GIVEN REQUEST: According to the Roman Prokoph biography, which team did he sign for in July 2008?

-- Start of SOURCE EXCERPT --

Roman Prokoph (born 6 August 1985) is a German professional footballer who plays as a forward for Wuppertaler SV.

Career
Born in Berlin, Prokoph began his career with SV Berlin-Chemie Adlershof and joined in 1995 the youth team of 1. FC Union Berlin. After nine years, he was promoted to the first team of Union Berlin and there he played 46 matches and scored eleven goals. On 1 January 2006, he left his team and signed for Ludwigsfelder FC. Here he earned only seven caps and scored three goals in six months.

In summer 2006, he signed for FC St. Pauli. He played ten games in the Regionalliga Nord for St. Pauli and was a key player of the reserve. In July 2008, he signed for the reserve team of VfL Bochum and became the team captain during the 2008–09 season. On 23 November 2009, he earned his first Bundesliga match against Hamburger SV and signed his first professional contract with the Ruhrpott club on 9 February 2010.

On 10 June 2019, it was confirmed, that Prokoph would join SC Fortuna Köln ahead of the 2019–20 season.

-- End of SOURCE EXCERPT --
-- Start of DATA ROWS --

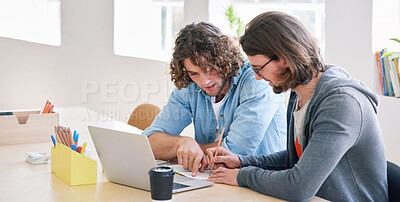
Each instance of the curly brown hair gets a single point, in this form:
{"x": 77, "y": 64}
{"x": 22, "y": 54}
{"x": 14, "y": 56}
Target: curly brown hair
{"x": 206, "y": 47}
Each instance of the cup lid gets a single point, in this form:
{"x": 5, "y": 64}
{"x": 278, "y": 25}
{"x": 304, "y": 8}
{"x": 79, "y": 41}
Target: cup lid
{"x": 162, "y": 171}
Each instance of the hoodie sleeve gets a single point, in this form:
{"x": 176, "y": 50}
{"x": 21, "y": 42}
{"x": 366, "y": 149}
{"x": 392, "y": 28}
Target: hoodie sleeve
{"x": 337, "y": 126}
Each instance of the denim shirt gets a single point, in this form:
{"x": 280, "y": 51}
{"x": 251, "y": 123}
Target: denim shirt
{"x": 253, "y": 115}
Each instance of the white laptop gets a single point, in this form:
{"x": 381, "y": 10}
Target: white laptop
{"x": 127, "y": 158}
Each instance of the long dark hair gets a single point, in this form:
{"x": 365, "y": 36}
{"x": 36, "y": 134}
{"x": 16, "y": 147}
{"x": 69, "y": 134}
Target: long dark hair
{"x": 277, "y": 34}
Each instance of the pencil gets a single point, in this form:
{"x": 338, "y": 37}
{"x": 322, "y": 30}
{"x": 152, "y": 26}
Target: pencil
{"x": 216, "y": 151}
{"x": 57, "y": 135}
{"x": 63, "y": 138}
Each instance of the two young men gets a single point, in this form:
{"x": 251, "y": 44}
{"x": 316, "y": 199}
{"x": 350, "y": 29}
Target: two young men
{"x": 335, "y": 147}
{"x": 216, "y": 89}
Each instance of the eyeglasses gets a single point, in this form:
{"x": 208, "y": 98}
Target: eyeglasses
{"x": 257, "y": 71}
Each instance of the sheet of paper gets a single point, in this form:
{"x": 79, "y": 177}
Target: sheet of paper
{"x": 180, "y": 170}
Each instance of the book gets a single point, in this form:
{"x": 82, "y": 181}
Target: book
{"x": 379, "y": 66}
{"x": 388, "y": 82}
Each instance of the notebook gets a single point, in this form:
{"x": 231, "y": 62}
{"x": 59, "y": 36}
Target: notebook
{"x": 127, "y": 157}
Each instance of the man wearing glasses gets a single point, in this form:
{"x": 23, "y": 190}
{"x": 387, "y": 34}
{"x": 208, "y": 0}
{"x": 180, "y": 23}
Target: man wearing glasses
{"x": 216, "y": 89}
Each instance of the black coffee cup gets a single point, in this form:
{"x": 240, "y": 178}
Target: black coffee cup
{"x": 161, "y": 182}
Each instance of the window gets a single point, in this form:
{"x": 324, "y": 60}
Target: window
{"x": 310, "y": 12}
{"x": 385, "y": 25}
{"x": 147, "y": 28}
{"x": 36, "y": 21}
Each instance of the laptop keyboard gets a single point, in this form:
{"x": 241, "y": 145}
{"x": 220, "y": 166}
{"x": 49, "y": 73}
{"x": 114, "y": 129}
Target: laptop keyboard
{"x": 179, "y": 186}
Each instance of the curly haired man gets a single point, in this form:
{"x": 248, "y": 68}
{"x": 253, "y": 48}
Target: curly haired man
{"x": 216, "y": 88}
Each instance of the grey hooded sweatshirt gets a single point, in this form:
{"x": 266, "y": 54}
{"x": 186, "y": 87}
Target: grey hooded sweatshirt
{"x": 343, "y": 152}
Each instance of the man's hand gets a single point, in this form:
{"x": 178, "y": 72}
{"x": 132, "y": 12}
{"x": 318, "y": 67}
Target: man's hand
{"x": 190, "y": 155}
{"x": 225, "y": 176}
{"x": 224, "y": 158}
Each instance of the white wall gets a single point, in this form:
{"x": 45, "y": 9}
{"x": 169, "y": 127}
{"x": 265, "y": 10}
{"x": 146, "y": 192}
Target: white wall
{"x": 349, "y": 44}
{"x": 32, "y": 73}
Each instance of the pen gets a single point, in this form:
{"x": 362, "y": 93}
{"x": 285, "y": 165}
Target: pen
{"x": 83, "y": 148}
{"x": 46, "y": 107}
{"x": 53, "y": 139}
{"x": 76, "y": 137}
{"x": 216, "y": 151}
{"x": 73, "y": 147}
{"x": 79, "y": 149}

-- End of DATA ROWS --

THE OUTPUT: He signed for the reserve team of VfL Bochum.